[Saved entries]
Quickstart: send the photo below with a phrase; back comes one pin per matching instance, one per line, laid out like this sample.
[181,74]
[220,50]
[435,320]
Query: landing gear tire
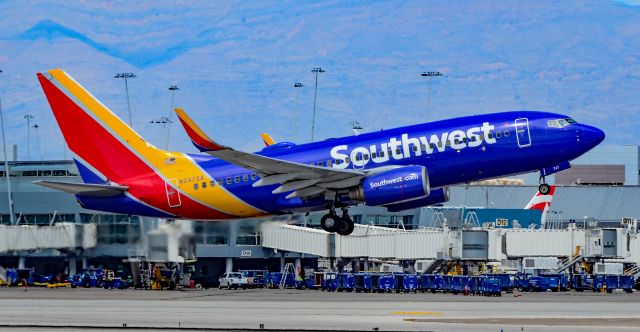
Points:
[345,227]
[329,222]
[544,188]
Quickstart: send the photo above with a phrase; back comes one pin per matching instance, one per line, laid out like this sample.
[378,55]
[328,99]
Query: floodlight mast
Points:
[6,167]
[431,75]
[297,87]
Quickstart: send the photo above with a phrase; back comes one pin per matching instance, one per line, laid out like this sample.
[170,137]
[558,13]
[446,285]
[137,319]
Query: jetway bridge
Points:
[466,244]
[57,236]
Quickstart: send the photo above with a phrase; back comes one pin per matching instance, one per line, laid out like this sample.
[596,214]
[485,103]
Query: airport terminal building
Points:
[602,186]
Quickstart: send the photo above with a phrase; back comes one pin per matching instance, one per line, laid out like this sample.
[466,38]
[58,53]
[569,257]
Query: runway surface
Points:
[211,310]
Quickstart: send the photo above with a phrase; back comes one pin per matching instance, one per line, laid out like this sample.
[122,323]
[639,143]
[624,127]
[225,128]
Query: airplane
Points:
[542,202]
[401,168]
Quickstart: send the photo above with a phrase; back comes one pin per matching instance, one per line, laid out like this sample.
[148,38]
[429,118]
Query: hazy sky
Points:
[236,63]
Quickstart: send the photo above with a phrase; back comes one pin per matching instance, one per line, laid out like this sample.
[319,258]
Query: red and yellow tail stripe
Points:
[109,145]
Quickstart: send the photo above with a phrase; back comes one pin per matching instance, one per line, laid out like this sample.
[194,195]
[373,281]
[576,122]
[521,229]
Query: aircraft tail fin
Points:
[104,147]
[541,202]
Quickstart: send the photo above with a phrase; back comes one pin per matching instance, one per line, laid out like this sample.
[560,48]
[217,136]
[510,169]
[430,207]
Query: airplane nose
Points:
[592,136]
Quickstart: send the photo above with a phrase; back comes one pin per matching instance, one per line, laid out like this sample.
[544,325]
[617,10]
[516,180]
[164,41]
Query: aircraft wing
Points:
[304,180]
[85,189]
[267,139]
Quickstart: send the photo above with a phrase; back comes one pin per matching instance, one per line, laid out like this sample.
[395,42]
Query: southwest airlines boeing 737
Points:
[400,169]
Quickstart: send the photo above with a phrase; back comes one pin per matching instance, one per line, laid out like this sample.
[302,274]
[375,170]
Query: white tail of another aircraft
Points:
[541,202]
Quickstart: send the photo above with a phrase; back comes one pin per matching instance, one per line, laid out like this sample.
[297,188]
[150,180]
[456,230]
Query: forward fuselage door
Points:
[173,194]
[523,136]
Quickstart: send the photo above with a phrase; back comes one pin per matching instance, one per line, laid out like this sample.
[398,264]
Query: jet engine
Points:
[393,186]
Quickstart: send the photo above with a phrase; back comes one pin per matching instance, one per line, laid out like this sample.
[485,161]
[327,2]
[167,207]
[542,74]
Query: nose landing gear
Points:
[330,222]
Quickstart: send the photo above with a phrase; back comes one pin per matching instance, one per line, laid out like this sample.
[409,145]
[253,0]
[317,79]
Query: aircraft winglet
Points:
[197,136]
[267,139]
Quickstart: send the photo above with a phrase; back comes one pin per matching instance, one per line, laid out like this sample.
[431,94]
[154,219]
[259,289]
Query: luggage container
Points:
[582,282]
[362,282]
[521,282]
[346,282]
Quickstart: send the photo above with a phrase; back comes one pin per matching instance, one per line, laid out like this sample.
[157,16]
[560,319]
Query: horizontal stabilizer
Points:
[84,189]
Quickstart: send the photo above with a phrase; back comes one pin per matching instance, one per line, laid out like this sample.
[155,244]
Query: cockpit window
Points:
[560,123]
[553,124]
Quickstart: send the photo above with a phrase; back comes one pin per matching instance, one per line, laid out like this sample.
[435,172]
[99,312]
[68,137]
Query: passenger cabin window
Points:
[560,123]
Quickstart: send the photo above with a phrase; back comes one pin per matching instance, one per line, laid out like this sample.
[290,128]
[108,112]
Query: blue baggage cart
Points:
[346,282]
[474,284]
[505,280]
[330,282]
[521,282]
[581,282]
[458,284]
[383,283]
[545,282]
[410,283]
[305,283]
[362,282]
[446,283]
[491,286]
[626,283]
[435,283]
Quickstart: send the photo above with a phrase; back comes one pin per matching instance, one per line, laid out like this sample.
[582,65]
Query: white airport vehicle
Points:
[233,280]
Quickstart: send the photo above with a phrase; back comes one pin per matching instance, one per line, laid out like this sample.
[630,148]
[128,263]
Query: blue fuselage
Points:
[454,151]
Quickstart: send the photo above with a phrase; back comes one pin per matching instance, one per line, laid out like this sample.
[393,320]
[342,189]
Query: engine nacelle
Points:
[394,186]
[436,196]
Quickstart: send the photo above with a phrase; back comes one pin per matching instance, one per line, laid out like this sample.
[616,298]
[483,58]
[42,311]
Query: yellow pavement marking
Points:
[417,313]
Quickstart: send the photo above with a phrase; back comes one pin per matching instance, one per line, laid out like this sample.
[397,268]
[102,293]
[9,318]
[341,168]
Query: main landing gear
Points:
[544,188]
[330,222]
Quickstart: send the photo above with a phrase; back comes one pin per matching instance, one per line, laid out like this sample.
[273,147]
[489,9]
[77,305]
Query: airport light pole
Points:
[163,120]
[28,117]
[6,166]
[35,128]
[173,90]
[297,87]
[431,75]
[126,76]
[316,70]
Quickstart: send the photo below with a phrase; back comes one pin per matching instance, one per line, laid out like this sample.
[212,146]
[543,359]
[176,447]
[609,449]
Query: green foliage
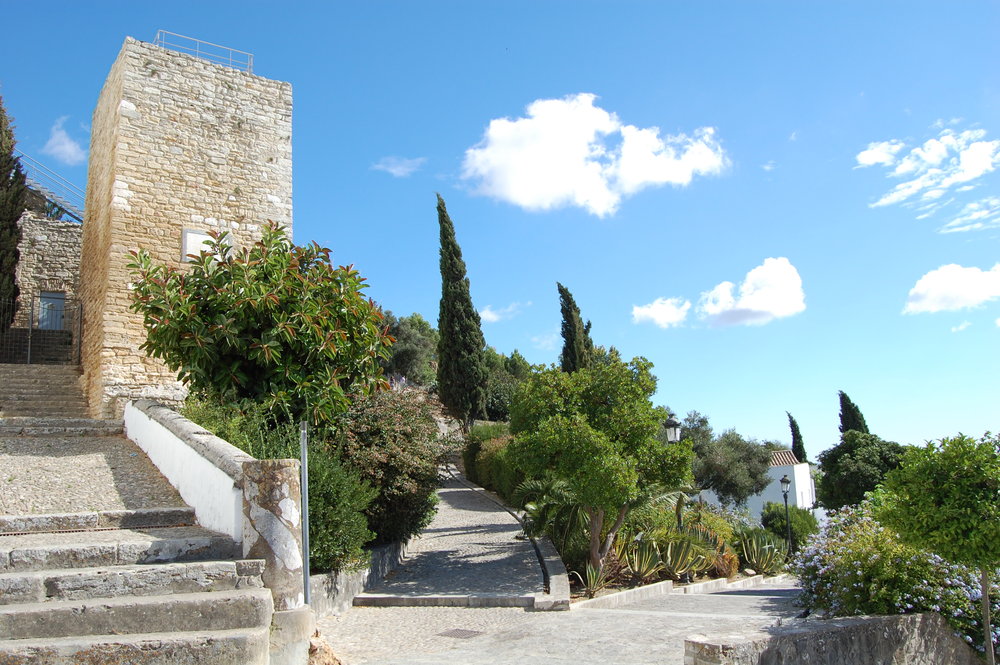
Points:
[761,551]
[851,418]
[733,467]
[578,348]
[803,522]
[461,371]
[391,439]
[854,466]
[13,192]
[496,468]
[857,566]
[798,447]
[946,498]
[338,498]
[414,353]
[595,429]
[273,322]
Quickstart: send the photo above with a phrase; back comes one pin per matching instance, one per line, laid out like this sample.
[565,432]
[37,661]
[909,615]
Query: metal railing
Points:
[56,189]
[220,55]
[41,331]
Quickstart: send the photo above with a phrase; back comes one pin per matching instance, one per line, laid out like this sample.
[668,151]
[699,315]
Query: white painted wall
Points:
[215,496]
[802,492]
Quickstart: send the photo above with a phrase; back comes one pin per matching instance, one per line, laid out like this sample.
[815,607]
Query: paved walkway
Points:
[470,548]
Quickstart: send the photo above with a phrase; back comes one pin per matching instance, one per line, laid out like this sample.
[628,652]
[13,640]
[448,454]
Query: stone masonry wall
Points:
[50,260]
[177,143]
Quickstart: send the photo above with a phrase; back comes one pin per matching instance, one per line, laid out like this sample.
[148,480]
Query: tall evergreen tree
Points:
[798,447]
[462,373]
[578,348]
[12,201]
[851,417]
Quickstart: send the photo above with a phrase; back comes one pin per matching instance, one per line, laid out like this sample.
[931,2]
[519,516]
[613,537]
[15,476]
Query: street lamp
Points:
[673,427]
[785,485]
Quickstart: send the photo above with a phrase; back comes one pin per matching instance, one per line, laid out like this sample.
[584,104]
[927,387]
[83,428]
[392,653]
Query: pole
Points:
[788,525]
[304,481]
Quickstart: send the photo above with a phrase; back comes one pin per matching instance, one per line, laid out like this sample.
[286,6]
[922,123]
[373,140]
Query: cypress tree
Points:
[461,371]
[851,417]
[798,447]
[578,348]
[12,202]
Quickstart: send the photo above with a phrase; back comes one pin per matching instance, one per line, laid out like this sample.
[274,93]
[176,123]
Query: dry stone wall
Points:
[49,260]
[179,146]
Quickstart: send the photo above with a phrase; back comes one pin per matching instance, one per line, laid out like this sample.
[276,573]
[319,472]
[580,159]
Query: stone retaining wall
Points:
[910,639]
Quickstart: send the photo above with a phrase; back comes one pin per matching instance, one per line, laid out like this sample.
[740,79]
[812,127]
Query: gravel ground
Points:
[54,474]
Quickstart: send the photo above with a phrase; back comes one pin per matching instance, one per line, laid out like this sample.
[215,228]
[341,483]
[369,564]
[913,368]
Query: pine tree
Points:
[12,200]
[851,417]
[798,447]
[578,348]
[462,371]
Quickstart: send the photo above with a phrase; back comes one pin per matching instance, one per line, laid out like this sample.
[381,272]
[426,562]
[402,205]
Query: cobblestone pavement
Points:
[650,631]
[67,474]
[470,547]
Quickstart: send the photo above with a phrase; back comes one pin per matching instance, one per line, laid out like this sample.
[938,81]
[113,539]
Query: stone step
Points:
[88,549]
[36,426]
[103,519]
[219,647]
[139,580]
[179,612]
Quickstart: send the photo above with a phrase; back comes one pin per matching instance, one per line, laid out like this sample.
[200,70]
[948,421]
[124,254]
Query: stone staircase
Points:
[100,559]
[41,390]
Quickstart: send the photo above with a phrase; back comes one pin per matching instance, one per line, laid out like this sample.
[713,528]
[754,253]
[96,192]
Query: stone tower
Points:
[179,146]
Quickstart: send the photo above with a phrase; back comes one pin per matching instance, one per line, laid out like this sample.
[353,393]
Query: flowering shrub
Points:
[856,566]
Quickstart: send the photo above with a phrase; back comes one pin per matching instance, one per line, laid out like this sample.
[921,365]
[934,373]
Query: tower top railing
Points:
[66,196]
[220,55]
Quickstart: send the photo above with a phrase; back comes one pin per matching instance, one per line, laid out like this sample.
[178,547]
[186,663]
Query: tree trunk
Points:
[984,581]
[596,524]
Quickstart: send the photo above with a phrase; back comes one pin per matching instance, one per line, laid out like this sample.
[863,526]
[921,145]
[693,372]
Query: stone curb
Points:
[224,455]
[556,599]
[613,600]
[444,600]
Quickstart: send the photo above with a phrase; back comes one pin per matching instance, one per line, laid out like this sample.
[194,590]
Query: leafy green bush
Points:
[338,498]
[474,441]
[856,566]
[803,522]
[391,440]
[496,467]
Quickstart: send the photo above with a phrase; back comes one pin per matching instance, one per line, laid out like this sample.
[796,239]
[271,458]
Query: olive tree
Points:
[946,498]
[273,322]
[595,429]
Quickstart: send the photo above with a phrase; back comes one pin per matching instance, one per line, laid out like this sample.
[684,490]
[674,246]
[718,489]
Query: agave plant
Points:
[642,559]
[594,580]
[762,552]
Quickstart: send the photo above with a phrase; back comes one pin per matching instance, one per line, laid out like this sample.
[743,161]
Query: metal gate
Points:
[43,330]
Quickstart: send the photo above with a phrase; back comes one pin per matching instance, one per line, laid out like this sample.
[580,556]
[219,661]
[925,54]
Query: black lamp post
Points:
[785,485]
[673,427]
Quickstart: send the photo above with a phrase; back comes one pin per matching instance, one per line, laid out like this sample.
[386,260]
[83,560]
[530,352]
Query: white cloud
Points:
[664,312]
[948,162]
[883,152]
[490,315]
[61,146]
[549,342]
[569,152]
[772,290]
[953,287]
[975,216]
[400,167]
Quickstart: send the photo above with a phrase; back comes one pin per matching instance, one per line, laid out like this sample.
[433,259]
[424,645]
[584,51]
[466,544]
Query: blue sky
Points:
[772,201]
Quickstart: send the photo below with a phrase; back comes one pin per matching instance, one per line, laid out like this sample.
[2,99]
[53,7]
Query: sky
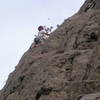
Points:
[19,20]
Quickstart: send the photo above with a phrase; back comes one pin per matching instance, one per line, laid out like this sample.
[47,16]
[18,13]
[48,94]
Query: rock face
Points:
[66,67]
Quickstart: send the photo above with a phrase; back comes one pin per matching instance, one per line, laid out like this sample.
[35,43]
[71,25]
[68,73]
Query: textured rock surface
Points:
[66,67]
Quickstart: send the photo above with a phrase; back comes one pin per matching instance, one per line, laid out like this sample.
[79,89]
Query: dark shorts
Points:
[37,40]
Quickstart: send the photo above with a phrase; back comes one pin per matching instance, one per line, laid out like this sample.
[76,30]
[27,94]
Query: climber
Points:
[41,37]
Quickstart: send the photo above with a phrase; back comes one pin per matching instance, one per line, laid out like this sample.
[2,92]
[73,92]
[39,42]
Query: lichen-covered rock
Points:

TASK STATEMENT: The lines to return are those in the entries above that include "metal".

RESULT OF THIS TASK:
Query: metal railing
Query: metal gate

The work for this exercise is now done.